Can you repeat the stretch of the TBAA sanitizer design post from "[llvm-dev] [RFC] Design" through "(code named: TypeSanitizer).", swapping "TypeSanitizer" for "TypeChecker"?

**READING TEXT**
+ + + + + + +
[llvm-dev] [RFC] Design of a TBAA sanitizer
Hal Finkel via llvm-dev
llvm-dev at lists.llvm.org
Wed Apr 12 15:24:49 PDT 2017
On 04/11/2017 01:54 PM, Kostya Serebryany wrote:
> Evgeniy and I recently discussed something similar for detecting bad
> casts (code named: TypeSanitizer).
> The approach with the shadow memory looked attractive at the first
> glance, but then we've drowned in details.
>
> Specifically for TBAA, I had another idea, not involving shadow memory.
> Consider LLVM queries MayAlias(P1, P2) and the result is false, i.e.
> we think that P1 and P2 point to disjoint memory regions.
> Then we insert a run-time check that intervals [P1,sizeof(*P1)) and
> [P2,sizeof(*P2)) don't intersect.
>
> For functions with a reasonable number of pointer pairs where
> MayAlias(P1, P2)==false we could insert checks for all such pairs.
> For larger functions -- only for those pairs where the optimizer
> actually queried MayAlias(P1, P2).
Interestingly, I tried something very close to this a couple of years
ago: https://reviews.llvm.org/D4446 - I never committed it, maybe I
should rebase it and we can look at it again. For the mode where we
record AA queries, using a target that enables AA in the backend, I
recorded the AA queries made during instruction scheduling. Then, during
a second run, the instrumentation was inserted in the backend just
before the IR was "frozen" for instruction selection. In this way the IR
used to record the queries was the same as the IR as seen by the
instrumenting pass.
The overlap checks could certainly suffer from the lifetime/memory-reuse
issue that's been discussed, although that never same up in practice in
my tests. I should add, however, that the compile-time overhead of
inserting the checks, even just using the pre-recorded checks, was
large. There are a lot of AA checks, even restricting to the intra-BB
checks as done by the instruction scheduler; including other passes
would only make that grow.
-Hal
>
> --kcc
>
>
> On Tue, Apr 11, 2017 at 3:49 AM, Hal Finkel via llvm-dev
> <llvm-dev at lists.llvm.org <mailto:llvm-dev at lists.llvm.org>> wrote:
>
>
> On 04/11/2017 03:46 AM, Andrey Bokhanko wrote:
>> Hal,
>>
>> To clarify, my example meant to illustrate that for memory
>> references to structures' fields you have to keep a user-defined
>> type, even for one byte accesses. C++ allows references to
>> "initial member sequence" using pointers to structures of
>> different types. And yes, there are programs in the wild that
>> rely on this (don't remember details... this was from previous life).
+ + + + + + +
**SUPPLIED ENTRIES**
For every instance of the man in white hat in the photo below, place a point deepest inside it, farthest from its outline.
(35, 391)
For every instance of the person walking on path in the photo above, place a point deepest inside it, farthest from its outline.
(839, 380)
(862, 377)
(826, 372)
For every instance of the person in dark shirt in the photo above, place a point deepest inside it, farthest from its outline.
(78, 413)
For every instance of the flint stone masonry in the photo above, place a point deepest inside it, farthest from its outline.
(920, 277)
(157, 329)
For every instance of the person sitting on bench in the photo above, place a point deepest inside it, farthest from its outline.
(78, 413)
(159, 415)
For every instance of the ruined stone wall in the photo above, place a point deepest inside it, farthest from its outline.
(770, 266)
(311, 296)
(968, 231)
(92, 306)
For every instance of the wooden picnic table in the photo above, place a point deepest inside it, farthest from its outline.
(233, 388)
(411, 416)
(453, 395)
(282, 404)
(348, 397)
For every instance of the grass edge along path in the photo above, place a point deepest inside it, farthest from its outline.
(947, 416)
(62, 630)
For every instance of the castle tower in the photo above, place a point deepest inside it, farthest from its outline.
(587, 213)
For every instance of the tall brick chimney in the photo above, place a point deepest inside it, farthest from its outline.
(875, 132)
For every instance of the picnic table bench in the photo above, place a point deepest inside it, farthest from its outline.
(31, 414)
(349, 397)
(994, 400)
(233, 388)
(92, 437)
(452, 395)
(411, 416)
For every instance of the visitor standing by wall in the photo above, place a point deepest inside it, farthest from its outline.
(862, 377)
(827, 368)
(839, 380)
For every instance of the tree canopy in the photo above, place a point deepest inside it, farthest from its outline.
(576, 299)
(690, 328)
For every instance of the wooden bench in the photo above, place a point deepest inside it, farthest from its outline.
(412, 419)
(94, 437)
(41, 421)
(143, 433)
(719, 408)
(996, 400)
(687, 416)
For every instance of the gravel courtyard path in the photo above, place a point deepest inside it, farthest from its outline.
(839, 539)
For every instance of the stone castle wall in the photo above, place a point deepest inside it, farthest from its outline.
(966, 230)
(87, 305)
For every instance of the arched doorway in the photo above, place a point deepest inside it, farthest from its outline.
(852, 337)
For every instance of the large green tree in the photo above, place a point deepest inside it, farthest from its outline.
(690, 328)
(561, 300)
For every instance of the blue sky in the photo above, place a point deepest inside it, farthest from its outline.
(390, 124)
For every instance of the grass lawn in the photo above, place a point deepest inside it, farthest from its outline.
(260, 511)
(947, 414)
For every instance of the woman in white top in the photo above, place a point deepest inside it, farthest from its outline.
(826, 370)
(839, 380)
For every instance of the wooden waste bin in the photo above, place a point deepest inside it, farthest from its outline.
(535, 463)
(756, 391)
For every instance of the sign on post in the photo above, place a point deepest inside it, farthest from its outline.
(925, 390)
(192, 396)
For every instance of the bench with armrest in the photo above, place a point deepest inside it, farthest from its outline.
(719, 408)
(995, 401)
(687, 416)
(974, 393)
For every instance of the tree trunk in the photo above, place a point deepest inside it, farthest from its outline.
+ + + + + + +
**EXERCISE SOLUTION**
[llvm-dev] [RFC] Design of a TBAA sanitizer
Hal Finkel via llvm-dev
llvm-dev at lists.llvm.org
Wed Apr 12 15:24:49 PDT 2017
On 04/11/2017 01:54 PM, Kostya Serebryany wrote:
> Evgeniy and I recently discussed something similar for detecting bad
> casts (code named: TypeChecker).